WRITTEN TASK: Print all entries word for word.

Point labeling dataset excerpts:

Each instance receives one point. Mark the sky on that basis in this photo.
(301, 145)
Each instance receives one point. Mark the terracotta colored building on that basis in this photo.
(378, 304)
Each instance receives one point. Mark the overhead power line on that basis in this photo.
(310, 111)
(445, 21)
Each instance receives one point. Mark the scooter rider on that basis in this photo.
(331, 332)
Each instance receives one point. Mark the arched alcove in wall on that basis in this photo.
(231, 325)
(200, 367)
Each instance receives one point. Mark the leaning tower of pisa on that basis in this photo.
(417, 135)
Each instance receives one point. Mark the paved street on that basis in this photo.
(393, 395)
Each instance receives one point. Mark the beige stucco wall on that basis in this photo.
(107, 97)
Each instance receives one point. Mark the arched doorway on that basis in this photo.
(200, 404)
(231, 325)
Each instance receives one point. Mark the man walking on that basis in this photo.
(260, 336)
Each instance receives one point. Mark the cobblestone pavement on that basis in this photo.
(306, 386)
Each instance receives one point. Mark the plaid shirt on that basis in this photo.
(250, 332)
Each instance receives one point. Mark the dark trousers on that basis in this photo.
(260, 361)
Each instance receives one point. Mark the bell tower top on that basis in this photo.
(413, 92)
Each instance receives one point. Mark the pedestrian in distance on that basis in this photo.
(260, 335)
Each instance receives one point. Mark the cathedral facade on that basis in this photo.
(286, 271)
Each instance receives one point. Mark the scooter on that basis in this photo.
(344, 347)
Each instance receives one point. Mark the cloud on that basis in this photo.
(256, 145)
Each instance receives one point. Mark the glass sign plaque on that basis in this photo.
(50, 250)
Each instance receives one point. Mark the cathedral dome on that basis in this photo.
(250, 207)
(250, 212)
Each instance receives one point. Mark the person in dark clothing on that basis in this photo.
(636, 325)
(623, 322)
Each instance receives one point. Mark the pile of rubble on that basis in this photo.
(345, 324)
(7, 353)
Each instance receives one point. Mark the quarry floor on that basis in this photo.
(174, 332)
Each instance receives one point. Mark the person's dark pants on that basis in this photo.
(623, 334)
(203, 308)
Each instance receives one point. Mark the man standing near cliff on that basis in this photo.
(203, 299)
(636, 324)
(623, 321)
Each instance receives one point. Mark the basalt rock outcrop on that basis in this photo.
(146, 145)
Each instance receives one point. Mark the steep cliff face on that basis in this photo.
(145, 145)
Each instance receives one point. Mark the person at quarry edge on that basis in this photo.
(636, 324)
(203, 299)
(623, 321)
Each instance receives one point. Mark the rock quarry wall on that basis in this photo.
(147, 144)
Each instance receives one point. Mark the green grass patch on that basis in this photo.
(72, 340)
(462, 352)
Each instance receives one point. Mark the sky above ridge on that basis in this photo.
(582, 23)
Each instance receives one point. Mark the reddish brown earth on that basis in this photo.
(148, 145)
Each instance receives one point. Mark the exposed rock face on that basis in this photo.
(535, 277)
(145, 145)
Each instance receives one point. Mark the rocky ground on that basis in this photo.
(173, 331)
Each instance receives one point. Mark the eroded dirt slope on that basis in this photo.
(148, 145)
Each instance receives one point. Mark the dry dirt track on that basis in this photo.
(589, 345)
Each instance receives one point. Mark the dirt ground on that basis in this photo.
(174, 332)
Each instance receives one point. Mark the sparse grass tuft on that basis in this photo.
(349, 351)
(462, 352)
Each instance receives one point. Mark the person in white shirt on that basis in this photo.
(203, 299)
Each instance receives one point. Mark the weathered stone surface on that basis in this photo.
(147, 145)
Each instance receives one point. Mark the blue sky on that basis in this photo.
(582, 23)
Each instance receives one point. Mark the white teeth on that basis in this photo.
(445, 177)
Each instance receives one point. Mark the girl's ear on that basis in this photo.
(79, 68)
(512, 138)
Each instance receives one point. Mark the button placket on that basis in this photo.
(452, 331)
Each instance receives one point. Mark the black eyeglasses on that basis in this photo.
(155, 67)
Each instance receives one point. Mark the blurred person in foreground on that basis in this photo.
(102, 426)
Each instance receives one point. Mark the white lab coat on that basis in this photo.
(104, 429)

SOLUTION:
Each instance receives one point. Mark the sky on that basis in this photo.
(301, 145)
Each instance receives one point. Mark the terracotta colored building on that basis in this photo.
(378, 304)
Each instance receives one point. Mark the overhead power line on that basis in this photo.
(310, 111)
(445, 21)
Each instance receives one point. Mark the scooter rider on that basis in this photo.
(331, 332)
Each instance receives one point. Mark the arched alcove in wall on that basis in this photo.
(231, 325)
(200, 367)
Each instance receives one point. Mark the leaning tower of pisa on that basis in this photo.
(417, 135)
Each instance receives one point. Mark the paved street on that basis in this photo.
(393, 395)
Each instance receives one point. Mark the beige stucco wall on that basis in this photo.
(107, 97)
Each instance receives one point. Mark the arched doorway on that basis in this photo.
(200, 404)
(231, 325)
Each instance receives one point. Mark the man walking on that basis in this photo.
(260, 336)
Each instance receives one point. Mark the cobblestone pavement on that basis in this photo.
(306, 386)
Each instance receives one point. Mark the plaid shirt on that basis in this photo.
(250, 332)
Each instance receives one point. Mark the dark trousers on that basis in this photo.
(260, 361)
Each instance receives one point. Mark the bell tower top on that basis in this photo.
(413, 92)
Each instance receives one point. Mark the pedestrian in distance on that basis in this photo.
(260, 335)
Each instance receives one point. Mark the cathedral facade on that basis in this photo.
(286, 271)
Each instance receives one point. Mark the scooter on that basis in this photo.
(344, 347)
Each instance receives one point. Mark the cloud on that basis in this photo.
(256, 145)
Each instance receives one point. Mark the glass sign plaque on that basis in this photo.
(50, 250)
Each instance receives one point. Mark the cathedral dome on that basis in this photo.
(250, 207)
(250, 212)
Each instance receives one point. Mark the person in dark clothing on that basis in this photo.
(636, 325)
(623, 322)
Each instance receives one point. Mark the pile of rubble on that basis in this photo.
(345, 324)
(7, 353)
Each instance receives one point. Mark the quarry floor on that basis in this photo.
(174, 332)
Each instance receives one point. Mark the person's dark pants on that basis in this photo.
(623, 334)
(203, 308)
Each instance receives one point. Mark the man standing near cliff on that basis in this photo.
(203, 299)
(636, 324)
(623, 321)
Each instance receives one point. Mark the basalt rock outcrop on that basis in this photo.
(146, 145)
Each instance receives one point. Mark the steep cliff face on that basis in this photo.
(145, 145)
Each instance receives one point. Mark the person at quarry edge on that basis in this photo.
(636, 324)
(203, 299)
(623, 321)
Each instance receives one point. Mark the rock quarry wall on that basis in this photo.
(147, 144)
Each instance receives one point. Mark the green grass patch on that basis in this photo.
(72, 340)
(462, 352)
Each instance receives one point. Mark the sky above ridge on that basis in this photo.
(582, 23)
Each instance receives one point. Mark the reddish brown earth on that basis in this photo.
(148, 145)
Each instance receives one point. Mark the exposed rock face on that basis in this photo.
(535, 277)
(145, 145)
Each instance receives one point. Mark the rocky ground on that basis in this photo.
(173, 331)
Each instance receives one point. Mark the eroded dirt slope on that basis in this photo.
(148, 145)
Each instance receives one point. Mark the dry dirt track on that basis in this photo.
(589, 345)
Each instance receives one point. Mark the dirt ground on that basis in this photo.
(174, 332)
Each instance receives one point. Mark the sparse grass tuft on that basis in this photo.
(349, 351)
(462, 352)
Each instance receives one point. Mark the person in white shirt on that basis in this photo.
(203, 299)
Each instance receives one point. Mark the weathered stone surface on that basis in this photo.
(147, 145)
Each instance receives one point. Mark the blue sky on that basis in this photo.
(582, 23)
Each instance receives one point. Mark the white teeth on that basis in this photo.
(445, 177)
Each instance receives one point. Mark the girl's ear on that basis in this photo.
(79, 68)
(512, 138)
Each instance receives one point. Mark the button placket on that basis in this photo.
(452, 331)
Each instance receives one point. Mark the black eyeglasses on that basis in this photo.
(155, 67)
Each instance receives one point. Mark the blurred person in foreground on that basis in this photo.
(102, 426)
Each instance receives one point. Mark the white lab coat on that basis in this photo.
(104, 429)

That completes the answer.